Objective:
Revise the items below by replacing "pointer" with "locator" wherever it occurs, leaving everything else the same.

Supplied records:

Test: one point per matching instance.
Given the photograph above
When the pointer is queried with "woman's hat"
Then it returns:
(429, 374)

Solution:
Test: one point per matching instance.
Given the photograph above
When the locator is queried with "woman's hat"
Then it returns:
(429, 374)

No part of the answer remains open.